(Saved data entries)

-- Opening Marker --

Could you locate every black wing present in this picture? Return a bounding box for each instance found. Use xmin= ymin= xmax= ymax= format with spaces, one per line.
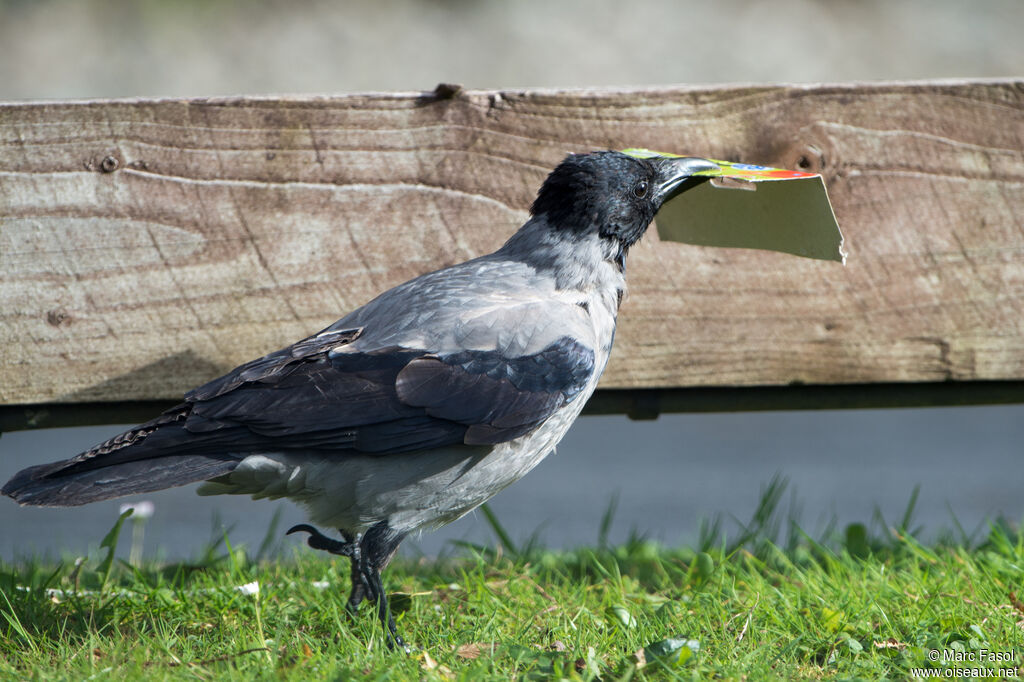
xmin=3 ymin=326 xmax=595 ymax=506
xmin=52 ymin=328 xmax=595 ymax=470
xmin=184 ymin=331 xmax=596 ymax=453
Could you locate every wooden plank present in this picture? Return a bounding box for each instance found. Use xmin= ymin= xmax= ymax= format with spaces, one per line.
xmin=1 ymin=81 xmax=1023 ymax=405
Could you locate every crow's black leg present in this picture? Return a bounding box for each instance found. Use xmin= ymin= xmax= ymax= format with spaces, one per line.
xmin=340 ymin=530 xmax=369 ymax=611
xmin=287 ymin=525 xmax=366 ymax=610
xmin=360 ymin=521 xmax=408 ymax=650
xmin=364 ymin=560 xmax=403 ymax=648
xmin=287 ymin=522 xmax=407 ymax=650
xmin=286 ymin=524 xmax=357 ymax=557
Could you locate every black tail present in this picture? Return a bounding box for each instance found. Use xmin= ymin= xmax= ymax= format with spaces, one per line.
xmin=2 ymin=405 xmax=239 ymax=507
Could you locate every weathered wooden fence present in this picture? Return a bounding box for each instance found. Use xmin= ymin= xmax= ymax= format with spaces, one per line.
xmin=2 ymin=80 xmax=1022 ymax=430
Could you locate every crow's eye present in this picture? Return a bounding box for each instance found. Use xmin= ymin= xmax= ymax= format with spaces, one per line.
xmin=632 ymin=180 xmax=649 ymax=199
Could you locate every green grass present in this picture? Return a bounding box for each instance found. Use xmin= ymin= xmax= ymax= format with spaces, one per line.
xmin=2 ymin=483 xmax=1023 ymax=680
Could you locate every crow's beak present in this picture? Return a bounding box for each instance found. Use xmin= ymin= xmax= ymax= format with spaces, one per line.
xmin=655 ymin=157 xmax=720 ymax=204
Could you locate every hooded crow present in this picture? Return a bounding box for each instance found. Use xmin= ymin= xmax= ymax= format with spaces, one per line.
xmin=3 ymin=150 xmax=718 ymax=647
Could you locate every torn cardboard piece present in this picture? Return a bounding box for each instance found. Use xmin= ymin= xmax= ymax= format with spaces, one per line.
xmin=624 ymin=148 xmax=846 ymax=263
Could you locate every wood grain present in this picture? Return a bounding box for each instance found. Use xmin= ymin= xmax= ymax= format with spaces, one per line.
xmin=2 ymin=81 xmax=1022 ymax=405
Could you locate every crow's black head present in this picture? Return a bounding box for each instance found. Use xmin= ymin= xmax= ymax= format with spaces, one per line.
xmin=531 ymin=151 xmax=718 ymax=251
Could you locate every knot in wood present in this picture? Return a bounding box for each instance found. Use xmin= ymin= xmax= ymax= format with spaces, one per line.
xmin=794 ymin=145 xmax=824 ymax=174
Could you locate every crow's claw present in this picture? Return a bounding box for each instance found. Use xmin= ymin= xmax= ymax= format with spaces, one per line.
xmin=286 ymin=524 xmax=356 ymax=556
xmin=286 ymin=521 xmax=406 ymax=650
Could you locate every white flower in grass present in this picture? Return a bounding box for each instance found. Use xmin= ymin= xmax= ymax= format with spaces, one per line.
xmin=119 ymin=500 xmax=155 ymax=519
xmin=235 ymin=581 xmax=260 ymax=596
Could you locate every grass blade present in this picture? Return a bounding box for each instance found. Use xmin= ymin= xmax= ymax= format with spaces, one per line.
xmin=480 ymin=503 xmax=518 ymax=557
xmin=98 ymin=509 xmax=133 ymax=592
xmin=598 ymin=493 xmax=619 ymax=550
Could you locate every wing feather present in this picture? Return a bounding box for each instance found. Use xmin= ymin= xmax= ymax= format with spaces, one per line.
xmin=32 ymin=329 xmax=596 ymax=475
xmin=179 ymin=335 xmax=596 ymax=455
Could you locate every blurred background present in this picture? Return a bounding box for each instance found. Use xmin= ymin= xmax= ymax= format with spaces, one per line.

-- Closing Marker --

§ **Task directions**
Each entry must be retyped word for word, with every image omitted.

§ **Exercise solution**
Could you locate every black wing present in this picture? Return a bounding box for each instance found. Use xmin= ymin= xmax= ymax= format with spaces, one per line.
xmin=3 ymin=326 xmax=595 ymax=506
xmin=52 ymin=328 xmax=595 ymax=470
xmin=184 ymin=331 xmax=596 ymax=453
Could you locate every wooden plank present in this picture? Return a bounding box for each instance found. Use xmin= ymin= xmax= ymax= format with spaces, one per line.
xmin=1 ymin=81 xmax=1023 ymax=405
Could you locate every crow's black leg present in this picture? Return a bounding box for each instance found. Use xmin= ymin= xmax= ymax= format with spaces, one per line.
xmin=340 ymin=530 xmax=369 ymax=611
xmin=287 ymin=525 xmax=366 ymax=610
xmin=360 ymin=521 xmax=408 ymax=650
xmin=364 ymin=560 xmax=403 ymax=648
xmin=287 ymin=522 xmax=407 ymax=650
xmin=286 ymin=524 xmax=357 ymax=557
Could you locate every black tail present in this picture? Return a bounding box for each instance found. Use xmin= ymin= xmax= ymax= format with spaces, one per line.
xmin=2 ymin=405 xmax=239 ymax=507
Could you locate every weathered wooden fence present in this picture? Return a bounding box for each instance found. Use xmin= ymin= xmax= ymax= format with spaces, one per line.
xmin=2 ymin=80 xmax=1022 ymax=430
Could you locate every crow's eye present in this picture? Return a bounding box for each instance found. Use xmin= ymin= xmax= ymax= format with spaces, one per line.
xmin=632 ymin=180 xmax=649 ymax=199
Could you locate every green grass present in this picture? Return a bounding box for each instance found. Use xmin= ymin= xmax= ymax= format with spaces, one per line.
xmin=2 ymin=483 xmax=1023 ymax=680
Could you locate every crow's beak present in this picture? Return a bounding box for each instance found. Use xmin= ymin= xmax= ymax= format with spaces, one per line.
xmin=655 ymin=157 xmax=720 ymax=204
Could you locate every hooded crow present in this picture? Return a bounding box for each instance found. Use xmin= ymin= xmax= ymax= format with spaces, one per line.
xmin=3 ymin=150 xmax=718 ymax=647
Could you locate every torn cardboard piece present in this picture? Return a bounding box for each instance found. Use xmin= ymin= xmax= ymax= format with spaces, one per line.
xmin=624 ymin=148 xmax=846 ymax=263
Could you locate every wood grain present in this picture? Return a bounding box for each instance found. Use xmin= ymin= xmax= ymax= format with spaces, one per line.
xmin=2 ymin=81 xmax=1022 ymax=405
Could you locate every crow's black head present in this picture? Return a bounding box for each instance found. Use xmin= ymin= xmax= ymax= format with spaces, one per line.
xmin=531 ymin=151 xmax=718 ymax=251
Could you locate every knot in wood present in this picture? Return a bounding box for each instance found. Use xmin= ymin= xmax= ymax= format with spaces, one per line.
xmin=794 ymin=145 xmax=824 ymax=174
Could you locate every crow's claw present in this picture? Return a bounding box for each instance found. Use xmin= ymin= xmax= ymax= format with spaces, one per line.
xmin=286 ymin=524 xmax=356 ymax=556
xmin=286 ymin=521 xmax=406 ymax=650
Could you locate every white flower in grass present in this picture? Return a bounding box for each instance found. Use xmin= ymin= xmax= ymax= format with spaces, one per line.
xmin=119 ymin=500 xmax=155 ymax=519
xmin=235 ymin=581 xmax=260 ymax=596
Could you locate every grass blade present in this picture? Return a bounding box for each instance found. Use xmin= ymin= xmax= ymax= format with spaces, one per line.
xmin=480 ymin=503 xmax=518 ymax=557
xmin=98 ymin=509 xmax=133 ymax=592
xmin=598 ymin=493 xmax=619 ymax=550
Could you locate every wing feather present in this picture? Return a bounding box for each instance found. Use xmin= ymin= xmax= ymax= format with spaces, one per line.
xmin=32 ymin=329 xmax=596 ymax=475
xmin=179 ymin=335 xmax=596 ymax=455
Could you locate every blurred background present in this picture? Return a bounding box for each instance found. Use xmin= ymin= xmax= ymax= format with spaces, one per line.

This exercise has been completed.